Dataset excerpts:

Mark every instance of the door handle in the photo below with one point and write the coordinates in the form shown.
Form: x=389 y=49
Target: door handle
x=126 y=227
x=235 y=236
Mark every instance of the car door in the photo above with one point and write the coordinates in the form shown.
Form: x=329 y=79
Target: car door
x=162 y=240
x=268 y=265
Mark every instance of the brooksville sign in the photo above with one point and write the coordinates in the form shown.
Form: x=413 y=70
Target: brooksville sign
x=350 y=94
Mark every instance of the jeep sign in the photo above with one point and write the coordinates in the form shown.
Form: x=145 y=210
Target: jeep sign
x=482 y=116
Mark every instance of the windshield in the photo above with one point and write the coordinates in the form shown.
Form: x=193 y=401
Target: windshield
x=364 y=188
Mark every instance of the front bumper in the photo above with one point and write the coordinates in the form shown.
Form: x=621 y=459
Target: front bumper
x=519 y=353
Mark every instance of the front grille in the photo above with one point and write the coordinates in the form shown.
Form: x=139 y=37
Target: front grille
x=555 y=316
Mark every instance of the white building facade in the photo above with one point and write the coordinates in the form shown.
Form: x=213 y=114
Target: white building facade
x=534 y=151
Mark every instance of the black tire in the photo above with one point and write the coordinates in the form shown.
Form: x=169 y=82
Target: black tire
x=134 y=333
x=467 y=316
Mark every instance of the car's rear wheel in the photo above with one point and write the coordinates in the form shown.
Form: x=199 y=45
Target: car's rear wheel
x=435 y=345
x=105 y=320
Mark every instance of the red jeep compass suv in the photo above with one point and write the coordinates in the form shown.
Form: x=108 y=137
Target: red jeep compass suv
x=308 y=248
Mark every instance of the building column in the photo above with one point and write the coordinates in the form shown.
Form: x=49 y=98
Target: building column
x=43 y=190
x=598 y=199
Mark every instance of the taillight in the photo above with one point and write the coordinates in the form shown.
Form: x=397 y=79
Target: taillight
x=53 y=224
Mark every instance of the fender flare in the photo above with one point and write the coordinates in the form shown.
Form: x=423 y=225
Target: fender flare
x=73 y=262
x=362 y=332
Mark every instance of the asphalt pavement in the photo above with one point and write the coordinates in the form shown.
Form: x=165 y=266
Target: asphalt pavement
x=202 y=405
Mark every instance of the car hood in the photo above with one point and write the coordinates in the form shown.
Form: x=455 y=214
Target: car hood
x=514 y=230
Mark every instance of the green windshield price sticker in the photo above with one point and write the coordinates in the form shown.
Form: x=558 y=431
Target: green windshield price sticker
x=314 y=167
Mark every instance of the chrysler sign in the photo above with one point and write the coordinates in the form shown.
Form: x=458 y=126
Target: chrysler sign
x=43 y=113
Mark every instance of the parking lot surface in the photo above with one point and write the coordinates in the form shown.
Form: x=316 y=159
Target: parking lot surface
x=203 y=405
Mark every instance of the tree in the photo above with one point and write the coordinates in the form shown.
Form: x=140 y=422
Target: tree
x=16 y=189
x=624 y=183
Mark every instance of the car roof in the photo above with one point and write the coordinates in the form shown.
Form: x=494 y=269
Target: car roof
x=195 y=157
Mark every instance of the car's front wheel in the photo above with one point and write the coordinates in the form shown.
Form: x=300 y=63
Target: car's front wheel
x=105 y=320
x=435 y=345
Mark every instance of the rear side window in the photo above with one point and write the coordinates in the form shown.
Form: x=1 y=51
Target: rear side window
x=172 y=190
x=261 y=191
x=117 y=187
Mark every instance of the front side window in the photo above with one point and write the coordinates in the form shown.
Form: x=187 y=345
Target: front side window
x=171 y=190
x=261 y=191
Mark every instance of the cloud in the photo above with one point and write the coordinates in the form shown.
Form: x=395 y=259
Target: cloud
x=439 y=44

Goal of the exercise: Rewrite all the rows above, replacing "Target" with "Object" wherever it occurs. Keep everything else the same.

Written reply:
Mark every instance of the door handle in the photo below with one point and write the coordinates in the form shown.
Form: x=389 y=49
Object: door handle
x=126 y=227
x=235 y=236
Mark every instance of the car door in the photo above with one point and write the coordinates in the form shown.
Form: x=329 y=79
Object: car door
x=162 y=240
x=268 y=265
Mark every instance of the brooksville sign in the photo above with one point and write the coordinates in the form shown.
Form: x=413 y=70
Object: brooksville sign
x=350 y=94
Mark every instance of the jeep sign in the photo above with one point and write the coordinates in the form shown.
Form: x=145 y=210
Object: jeep sign
x=482 y=116
Mark every instance of the windshield in the photo above with one point and write the coordinates in the form shown.
Form: x=193 y=401
Object: windshield
x=364 y=188
Mark every instance of the front bumper in the photo above with one point and write the coordinates in the form shown.
Form: x=621 y=459
Object: front bumper
x=519 y=353
Mark every instance of the front grille in the photo above with one point and write the coordinates in the form shown.
Form: x=139 y=37
Object: front grille
x=555 y=316
Mark every instance of the white building facade in the photo above with one point and write the coordinates in the form shown.
Form: x=213 y=114
Object: white building facade
x=534 y=151
Mark every instance of the black tire in the photo above with one point and write the coordinates in the form shown.
Form: x=169 y=82
Object: black tire
x=134 y=333
x=467 y=316
Mark every instance of the car's rear wheel in the photo above with one point and write the coordinates in the form shown.
Form: x=199 y=45
Object: car's rear wheel
x=435 y=345
x=105 y=320
Mark every instance of the red jeep compass suv in the photo above with one point and write the coordinates in the form shown.
Form: x=108 y=137
Object: red jeep compass suv
x=308 y=248
Mark every instance of the building column in the photo above with one point and write the coordinates in the form shown.
Form: x=49 y=98
Object: building column
x=43 y=190
x=598 y=199
Mark every instance of the taillight in the photo above with one point and write the coordinates in the form shown.
Form: x=397 y=79
Object: taillight
x=53 y=224
Mark every instance of the fender flare in the photo above with one point and write the coordinates in the form shown.
Form: x=423 y=225
Object: fender flare
x=73 y=262
x=362 y=332
Mark every instance of the asphalt pavement in the photo above with one point and write the coordinates in the form shown.
Form: x=165 y=266
Object: asphalt pavement
x=202 y=405
Mark every instance of the car hood in the photo above with one point and write the coordinates in the form shown.
Form: x=455 y=214
Object: car hood
x=514 y=230
Mark every instance of the green windshield price sticker in the photo above with one point and write the coordinates in the form shown.
Form: x=558 y=431
Object: green windshield price sticker
x=314 y=167
Mark every instance of the chrysler sign in the photo above with one point and write the coordinates in the form shown.
Form: x=458 y=126
Object: chrysler sign
x=43 y=113
Mark every instance of the parking lot surface in the photo above with one point and write the coordinates in the form shown.
Form: x=316 y=159
Object: parking lot surface
x=203 y=405
Mark every instance of the tree in the photo above with one point and write the coordinates in the form shown.
Form: x=140 y=422
Object: tree
x=16 y=189
x=624 y=183
Mark every instance of the car roof in the photo above with one point and write the coordinates in the form shown.
Form: x=494 y=269
Object: car roof
x=195 y=157
Mark every instance of the car's front wheel in the photo above with one point and write the coordinates in the form shown.
Form: x=300 y=63
Object: car's front wheel
x=105 y=320
x=435 y=345
Mark every instance of the rear side window in the photo above with one point and write the coordinates in the form shown.
Form: x=1 y=51
Object: rear side window
x=172 y=190
x=261 y=191
x=117 y=187
Mark every instance of the front side window in the photo above with one point and write the coordinates in the form shown.
Form: x=187 y=345
Object: front side window
x=171 y=190
x=261 y=191
Mark every instance of the cloud in the photo above with one point and write the coordinates in the form shown.
Form: x=395 y=259
Object: cloud
x=439 y=44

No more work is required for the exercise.